──────── Data for processing

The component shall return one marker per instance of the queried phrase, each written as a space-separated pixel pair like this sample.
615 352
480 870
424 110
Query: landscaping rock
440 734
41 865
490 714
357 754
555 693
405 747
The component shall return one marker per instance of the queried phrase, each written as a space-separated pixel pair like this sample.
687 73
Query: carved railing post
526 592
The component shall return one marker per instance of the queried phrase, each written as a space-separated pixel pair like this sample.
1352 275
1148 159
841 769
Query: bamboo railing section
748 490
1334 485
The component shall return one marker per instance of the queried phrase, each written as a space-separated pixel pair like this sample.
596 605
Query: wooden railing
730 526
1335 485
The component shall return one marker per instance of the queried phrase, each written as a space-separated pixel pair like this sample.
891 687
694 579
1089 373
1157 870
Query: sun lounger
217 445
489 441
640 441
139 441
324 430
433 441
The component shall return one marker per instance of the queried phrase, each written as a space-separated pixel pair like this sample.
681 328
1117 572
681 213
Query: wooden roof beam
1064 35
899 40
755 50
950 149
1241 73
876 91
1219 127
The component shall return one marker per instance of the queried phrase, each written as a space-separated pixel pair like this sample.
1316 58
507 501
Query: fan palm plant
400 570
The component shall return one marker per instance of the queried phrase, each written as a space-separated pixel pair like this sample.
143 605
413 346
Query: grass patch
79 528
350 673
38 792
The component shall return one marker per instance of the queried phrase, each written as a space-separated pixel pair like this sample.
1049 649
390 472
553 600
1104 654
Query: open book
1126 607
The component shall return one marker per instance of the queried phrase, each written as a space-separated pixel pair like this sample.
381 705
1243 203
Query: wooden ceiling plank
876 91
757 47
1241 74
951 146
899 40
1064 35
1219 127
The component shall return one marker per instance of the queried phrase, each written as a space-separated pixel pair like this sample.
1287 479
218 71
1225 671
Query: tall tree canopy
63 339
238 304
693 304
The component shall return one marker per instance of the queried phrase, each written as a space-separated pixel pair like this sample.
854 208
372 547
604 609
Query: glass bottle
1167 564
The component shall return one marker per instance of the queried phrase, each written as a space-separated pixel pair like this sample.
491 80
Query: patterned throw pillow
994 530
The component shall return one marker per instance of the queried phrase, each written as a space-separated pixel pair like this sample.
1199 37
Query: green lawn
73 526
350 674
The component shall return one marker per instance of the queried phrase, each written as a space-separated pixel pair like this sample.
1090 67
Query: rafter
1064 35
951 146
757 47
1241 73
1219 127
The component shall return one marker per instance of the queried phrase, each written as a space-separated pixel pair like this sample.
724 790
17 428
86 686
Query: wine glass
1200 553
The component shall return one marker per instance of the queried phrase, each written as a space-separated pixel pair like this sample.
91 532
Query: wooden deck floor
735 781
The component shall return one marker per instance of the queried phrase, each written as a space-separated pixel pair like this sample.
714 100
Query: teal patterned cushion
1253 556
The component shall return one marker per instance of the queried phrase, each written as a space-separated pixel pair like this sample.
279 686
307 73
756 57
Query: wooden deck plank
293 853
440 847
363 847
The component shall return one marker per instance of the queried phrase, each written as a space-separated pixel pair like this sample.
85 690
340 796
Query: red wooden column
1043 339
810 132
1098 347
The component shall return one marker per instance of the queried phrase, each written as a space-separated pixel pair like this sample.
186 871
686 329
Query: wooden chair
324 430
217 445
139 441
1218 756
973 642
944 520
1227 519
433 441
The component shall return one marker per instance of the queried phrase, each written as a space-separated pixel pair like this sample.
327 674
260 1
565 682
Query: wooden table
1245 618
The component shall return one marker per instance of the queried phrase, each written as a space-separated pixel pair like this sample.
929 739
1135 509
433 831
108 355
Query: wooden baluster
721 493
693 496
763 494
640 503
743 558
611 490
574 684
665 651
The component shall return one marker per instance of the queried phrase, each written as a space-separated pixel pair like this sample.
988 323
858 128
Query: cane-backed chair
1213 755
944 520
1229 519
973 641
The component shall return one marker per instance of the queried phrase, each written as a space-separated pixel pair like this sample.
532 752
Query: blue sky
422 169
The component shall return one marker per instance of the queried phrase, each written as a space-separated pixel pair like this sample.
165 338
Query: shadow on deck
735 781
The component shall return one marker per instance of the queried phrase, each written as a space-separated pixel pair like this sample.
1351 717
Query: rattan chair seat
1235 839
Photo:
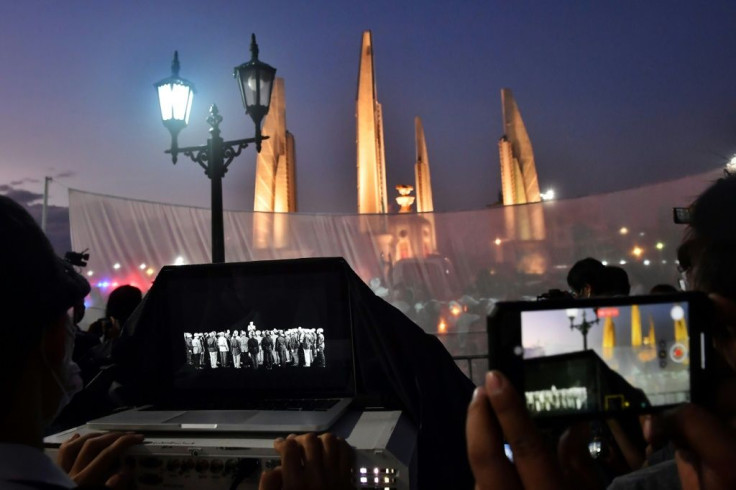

────────────────

Find every line in the excerpts from the point labeling dataset that contains the string "railing", and copy each one.

Query: carved railing post
Query: bamboo railing section
Query: wooden railing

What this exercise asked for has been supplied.